- Task details
Please write out everything from "I must say, this" down to "for all along." in the excerpt about a difficult start to the year, substituting "February" for "January".

I must say, this year did not start out like I expected. If you’re like me, you spent the better half of January trying to keep it together. It was both the hardest and longest month for me personally I think since Covid-19 entered our life. I think it was a mix of ongoing strain felt from the pandemic, but at a time when we thought it was getting better while also entering a new year when our hope was at a (perhaps falsely elevated) high. It felt like a sucker punch in the stomach, knocking me right back to the ground which we have become all too familiar with these past years. However, as the clouds faded from the daze I yet again found myself in, I have found some newly grounded peace moving forward. Perhaps, this is what we have been waiting for all along.

- Provided records
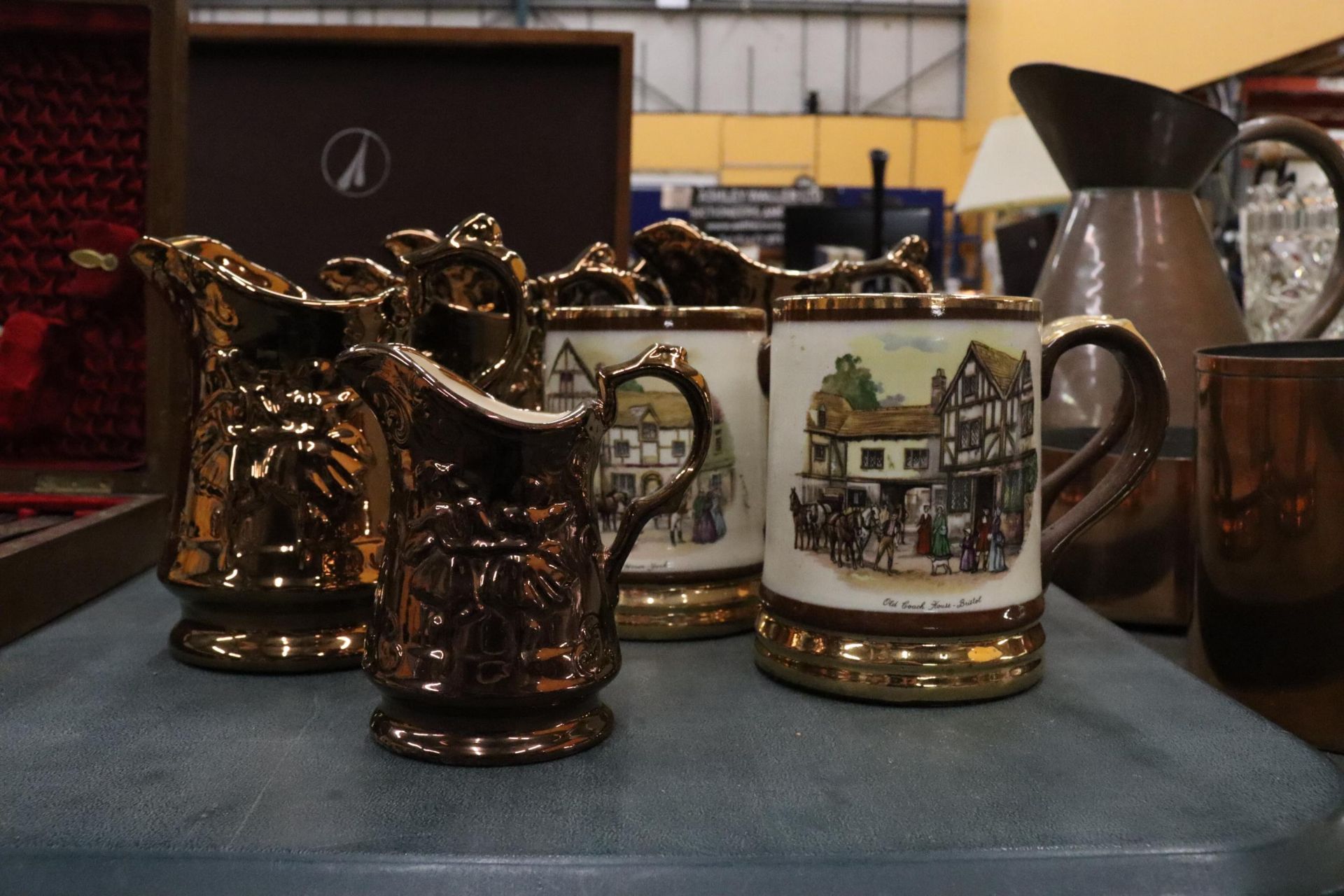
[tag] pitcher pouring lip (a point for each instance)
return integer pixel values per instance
(277, 526)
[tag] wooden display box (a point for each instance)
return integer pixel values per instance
(93, 111)
(308, 143)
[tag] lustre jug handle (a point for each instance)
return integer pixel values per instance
(477, 242)
(1147, 410)
(667, 363)
(1327, 153)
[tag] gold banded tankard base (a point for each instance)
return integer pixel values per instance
(920, 669)
(239, 648)
(511, 738)
(689, 610)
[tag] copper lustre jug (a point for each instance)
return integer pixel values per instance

- Written reply
I must say, this year did not start out like I expected. If you’re like me, you spent the better half of February trying to keep it together. It was both the hardest and longest month for me personally I think since Covid-19 entered our life. I think it was a mix of ongoing strain felt from the pandemic, but at a time when we thought it was getting better while also entering a new year when our hope was at a (perhaps falsely elevated) high. It felt like a sucker punch in the stomach, knocking me right back to the ground which we have become all too familiar with these past years. However, as the clouds faded from the daze I yet again found myself in, I have found some newly grounded peace moving forward. Perhaps, this is what we have been waiting for all along.